- _Task statement_
What is needed is an exact repeat of the lines from the line containing "Each instance receives one keypoint. Annotate the utility" through the final line of the entries below, and nothing else.

- _Supplied records_

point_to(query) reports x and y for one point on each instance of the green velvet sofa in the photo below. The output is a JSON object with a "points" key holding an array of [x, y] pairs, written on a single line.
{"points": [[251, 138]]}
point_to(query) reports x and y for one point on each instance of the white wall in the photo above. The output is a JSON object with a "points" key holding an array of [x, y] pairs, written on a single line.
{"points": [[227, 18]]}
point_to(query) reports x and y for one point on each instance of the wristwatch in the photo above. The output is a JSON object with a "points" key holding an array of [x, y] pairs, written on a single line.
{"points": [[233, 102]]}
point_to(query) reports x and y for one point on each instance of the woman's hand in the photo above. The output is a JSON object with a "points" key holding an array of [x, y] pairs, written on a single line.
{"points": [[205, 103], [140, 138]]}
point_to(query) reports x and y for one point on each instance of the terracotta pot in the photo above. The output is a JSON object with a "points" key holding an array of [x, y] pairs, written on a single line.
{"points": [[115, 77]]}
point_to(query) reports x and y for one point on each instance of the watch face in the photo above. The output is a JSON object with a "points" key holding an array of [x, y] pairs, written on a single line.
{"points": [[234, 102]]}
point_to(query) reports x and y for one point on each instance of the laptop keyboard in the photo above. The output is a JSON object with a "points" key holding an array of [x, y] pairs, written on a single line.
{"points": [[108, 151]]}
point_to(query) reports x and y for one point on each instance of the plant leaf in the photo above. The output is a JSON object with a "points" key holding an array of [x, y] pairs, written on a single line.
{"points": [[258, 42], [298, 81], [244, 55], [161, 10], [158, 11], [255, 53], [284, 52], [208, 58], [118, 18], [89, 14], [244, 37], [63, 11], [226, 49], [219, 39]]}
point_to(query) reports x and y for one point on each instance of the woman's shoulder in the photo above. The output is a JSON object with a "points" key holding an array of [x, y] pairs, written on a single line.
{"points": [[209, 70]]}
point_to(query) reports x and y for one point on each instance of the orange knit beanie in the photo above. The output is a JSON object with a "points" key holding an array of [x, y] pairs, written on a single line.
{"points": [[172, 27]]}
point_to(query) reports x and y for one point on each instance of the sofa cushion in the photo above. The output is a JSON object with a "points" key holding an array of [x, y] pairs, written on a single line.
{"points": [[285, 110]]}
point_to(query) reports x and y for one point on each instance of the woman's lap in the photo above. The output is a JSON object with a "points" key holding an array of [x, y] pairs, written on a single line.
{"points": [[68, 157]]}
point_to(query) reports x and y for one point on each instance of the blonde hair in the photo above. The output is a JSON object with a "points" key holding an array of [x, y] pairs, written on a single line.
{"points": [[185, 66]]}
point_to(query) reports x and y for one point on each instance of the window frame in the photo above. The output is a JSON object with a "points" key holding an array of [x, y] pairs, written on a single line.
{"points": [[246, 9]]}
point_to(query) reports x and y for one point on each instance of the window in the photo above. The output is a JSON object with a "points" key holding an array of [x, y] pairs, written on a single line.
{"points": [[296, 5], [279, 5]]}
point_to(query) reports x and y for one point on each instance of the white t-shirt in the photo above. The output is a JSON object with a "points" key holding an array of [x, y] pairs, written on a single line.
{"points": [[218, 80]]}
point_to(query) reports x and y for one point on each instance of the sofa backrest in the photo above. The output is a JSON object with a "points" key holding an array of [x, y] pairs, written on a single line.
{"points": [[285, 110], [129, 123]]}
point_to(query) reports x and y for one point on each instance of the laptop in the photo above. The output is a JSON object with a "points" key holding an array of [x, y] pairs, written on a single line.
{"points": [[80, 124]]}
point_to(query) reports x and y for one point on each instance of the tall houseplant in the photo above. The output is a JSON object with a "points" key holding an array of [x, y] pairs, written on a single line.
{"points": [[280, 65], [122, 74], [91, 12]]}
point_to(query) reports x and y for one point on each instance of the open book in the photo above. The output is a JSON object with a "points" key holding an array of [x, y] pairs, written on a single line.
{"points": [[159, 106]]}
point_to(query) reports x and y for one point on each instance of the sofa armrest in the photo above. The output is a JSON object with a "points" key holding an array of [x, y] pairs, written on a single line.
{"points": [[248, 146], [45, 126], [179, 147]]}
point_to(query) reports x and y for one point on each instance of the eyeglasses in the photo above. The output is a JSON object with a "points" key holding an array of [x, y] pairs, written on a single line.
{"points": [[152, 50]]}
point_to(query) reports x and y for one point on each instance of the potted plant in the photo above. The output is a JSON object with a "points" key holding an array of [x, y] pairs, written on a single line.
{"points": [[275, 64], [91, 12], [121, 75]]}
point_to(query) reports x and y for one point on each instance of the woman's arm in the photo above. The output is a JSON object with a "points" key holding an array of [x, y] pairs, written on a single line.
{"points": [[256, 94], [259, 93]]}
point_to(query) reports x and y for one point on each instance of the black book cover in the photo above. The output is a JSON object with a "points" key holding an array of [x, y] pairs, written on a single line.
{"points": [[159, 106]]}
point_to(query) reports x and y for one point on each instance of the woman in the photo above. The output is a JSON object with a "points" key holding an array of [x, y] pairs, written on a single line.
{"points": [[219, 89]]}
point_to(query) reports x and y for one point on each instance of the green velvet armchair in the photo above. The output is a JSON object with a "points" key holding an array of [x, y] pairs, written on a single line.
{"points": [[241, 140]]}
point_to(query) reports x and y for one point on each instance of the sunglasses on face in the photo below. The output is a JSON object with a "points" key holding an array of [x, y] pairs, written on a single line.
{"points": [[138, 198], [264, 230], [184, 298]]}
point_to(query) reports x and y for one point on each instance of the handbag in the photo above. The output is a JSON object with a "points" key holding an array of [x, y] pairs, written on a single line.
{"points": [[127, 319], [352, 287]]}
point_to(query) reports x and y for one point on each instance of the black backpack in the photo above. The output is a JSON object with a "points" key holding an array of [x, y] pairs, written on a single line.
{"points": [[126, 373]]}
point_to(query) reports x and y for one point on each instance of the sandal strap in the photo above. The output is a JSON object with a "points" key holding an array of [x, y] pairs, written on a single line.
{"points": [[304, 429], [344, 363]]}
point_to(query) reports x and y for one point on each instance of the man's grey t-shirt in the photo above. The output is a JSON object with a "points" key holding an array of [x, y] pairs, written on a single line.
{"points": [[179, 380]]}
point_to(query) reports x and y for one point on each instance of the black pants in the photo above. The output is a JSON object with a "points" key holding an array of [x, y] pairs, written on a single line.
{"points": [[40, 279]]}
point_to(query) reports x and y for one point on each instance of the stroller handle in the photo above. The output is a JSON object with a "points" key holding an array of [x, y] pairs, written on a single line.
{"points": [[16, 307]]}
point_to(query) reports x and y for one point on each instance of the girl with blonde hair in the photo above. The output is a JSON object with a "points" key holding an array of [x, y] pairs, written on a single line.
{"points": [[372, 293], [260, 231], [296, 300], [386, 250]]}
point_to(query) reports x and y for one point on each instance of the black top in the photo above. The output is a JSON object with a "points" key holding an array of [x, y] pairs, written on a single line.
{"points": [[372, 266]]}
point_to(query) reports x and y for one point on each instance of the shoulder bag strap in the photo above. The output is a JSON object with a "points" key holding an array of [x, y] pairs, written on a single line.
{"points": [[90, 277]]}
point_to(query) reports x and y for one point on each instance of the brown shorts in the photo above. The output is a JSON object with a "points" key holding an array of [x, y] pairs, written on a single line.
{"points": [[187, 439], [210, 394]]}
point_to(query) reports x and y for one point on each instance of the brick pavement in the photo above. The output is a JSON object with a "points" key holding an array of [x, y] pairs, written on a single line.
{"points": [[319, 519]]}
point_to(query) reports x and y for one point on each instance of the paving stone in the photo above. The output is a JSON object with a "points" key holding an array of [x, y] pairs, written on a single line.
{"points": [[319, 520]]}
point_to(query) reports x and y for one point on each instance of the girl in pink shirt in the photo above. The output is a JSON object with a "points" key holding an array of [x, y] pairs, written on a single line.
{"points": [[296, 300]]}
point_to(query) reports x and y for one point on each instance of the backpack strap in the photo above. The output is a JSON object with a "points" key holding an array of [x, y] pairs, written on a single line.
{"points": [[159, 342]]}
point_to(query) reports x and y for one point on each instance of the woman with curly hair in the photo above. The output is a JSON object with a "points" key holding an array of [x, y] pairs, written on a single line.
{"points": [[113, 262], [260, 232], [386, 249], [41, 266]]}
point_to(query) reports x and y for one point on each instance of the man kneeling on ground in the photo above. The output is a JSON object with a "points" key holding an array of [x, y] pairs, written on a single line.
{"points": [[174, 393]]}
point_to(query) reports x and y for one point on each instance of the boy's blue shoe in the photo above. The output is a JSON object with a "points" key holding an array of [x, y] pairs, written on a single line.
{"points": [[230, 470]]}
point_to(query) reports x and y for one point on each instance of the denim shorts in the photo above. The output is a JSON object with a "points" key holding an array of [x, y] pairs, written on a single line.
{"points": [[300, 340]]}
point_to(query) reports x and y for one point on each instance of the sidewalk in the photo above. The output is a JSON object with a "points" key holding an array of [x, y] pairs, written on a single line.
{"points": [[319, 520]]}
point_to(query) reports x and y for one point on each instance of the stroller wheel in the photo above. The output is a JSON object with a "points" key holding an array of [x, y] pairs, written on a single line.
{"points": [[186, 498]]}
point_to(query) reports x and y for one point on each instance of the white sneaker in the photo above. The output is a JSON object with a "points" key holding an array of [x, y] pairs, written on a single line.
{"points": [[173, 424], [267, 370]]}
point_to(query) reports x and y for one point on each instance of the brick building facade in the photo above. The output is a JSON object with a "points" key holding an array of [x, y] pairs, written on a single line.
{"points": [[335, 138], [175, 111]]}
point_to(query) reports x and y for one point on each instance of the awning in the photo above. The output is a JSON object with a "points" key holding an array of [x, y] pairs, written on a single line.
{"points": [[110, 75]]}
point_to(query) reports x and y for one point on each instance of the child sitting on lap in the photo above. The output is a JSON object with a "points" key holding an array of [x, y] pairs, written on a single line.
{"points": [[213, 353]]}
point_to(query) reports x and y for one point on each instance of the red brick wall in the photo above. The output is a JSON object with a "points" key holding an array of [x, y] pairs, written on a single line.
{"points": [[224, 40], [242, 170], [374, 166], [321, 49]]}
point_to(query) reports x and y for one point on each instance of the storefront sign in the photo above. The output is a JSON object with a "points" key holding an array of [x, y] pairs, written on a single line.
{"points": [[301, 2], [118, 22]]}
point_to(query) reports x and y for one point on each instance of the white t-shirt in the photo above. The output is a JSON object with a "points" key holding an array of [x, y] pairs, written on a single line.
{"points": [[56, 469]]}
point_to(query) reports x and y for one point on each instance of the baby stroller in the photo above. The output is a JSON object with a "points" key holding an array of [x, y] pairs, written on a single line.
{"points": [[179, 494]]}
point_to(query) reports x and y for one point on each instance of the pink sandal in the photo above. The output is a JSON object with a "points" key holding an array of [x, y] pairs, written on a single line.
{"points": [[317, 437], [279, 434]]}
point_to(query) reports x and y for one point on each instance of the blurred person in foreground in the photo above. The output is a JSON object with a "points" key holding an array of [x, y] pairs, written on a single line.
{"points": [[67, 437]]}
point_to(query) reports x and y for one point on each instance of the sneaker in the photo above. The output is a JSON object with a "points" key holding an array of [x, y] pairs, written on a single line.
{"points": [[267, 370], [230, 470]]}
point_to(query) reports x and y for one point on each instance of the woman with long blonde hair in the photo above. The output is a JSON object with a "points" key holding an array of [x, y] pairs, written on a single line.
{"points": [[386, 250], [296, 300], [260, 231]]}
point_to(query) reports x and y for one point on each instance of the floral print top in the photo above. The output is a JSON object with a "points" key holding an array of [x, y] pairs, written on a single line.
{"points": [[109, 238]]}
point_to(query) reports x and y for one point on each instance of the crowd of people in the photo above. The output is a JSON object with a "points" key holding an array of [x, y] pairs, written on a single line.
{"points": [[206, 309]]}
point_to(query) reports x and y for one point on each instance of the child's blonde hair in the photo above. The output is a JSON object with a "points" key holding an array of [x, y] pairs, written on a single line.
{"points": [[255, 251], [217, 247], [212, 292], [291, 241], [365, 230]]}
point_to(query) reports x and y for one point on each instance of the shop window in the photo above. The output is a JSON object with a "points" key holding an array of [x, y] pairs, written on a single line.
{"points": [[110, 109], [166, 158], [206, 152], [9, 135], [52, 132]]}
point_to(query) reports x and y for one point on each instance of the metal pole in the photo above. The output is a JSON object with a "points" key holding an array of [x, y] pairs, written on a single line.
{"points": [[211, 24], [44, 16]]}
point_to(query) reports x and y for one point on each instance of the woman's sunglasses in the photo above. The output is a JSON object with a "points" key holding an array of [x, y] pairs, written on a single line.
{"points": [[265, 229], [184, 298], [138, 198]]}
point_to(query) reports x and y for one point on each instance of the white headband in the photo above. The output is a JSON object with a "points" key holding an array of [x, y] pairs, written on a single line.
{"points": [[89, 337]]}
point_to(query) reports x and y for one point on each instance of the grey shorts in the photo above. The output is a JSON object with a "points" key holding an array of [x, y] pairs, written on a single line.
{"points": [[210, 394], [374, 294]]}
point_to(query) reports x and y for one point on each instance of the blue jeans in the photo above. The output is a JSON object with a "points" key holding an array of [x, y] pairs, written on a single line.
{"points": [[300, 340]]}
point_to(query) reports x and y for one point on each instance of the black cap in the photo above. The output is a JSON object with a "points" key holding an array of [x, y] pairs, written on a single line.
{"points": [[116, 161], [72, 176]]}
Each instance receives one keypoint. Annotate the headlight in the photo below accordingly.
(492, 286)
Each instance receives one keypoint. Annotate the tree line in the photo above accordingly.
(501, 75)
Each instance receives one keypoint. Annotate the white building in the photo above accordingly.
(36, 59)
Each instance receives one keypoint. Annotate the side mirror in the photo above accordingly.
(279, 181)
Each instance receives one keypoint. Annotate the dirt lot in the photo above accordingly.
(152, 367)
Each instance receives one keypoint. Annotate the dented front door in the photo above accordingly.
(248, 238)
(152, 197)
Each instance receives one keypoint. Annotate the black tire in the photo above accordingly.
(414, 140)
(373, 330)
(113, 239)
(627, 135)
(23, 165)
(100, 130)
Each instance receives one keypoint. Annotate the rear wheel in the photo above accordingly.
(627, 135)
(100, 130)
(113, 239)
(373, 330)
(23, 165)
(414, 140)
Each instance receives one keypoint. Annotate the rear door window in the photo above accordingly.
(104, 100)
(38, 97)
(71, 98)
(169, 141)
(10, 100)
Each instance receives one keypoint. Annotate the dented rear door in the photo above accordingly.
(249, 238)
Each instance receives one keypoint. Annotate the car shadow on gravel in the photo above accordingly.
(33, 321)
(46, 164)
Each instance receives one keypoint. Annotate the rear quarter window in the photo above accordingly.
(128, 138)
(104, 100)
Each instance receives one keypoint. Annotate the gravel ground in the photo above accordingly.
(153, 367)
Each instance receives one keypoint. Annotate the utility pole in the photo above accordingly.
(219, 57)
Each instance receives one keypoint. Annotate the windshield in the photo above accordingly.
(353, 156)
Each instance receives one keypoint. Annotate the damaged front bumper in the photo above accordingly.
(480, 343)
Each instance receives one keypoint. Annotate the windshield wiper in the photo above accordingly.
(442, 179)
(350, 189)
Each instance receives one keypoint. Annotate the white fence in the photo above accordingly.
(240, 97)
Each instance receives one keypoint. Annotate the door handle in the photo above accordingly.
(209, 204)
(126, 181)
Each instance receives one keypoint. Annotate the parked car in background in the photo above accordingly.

- _Result_
Each instance receives one keypoint. Annotate the utility pole in the photo above accordingly.
(219, 57)
Each instance receives one keypoint. Annotate the windshield in the photo above accordingly.
(353, 156)
Each instance receives one keypoint. Annotate the damaged front bumper in the photo above accordingly.
(480, 343)
Each instance receives one keypoint. Annotate the windshield wiper in the photo above accordingly.
(442, 179)
(350, 189)
Each instance receives one keypoint. Annotate the white fence in the photo above accordingly.
(240, 97)
Each instance receives one keypoint. Annotate the door handle in the photo above accordingly.
(209, 204)
(126, 181)
Each instance receives one keypoint. Annotate the parked car in background in the photo above accordingly.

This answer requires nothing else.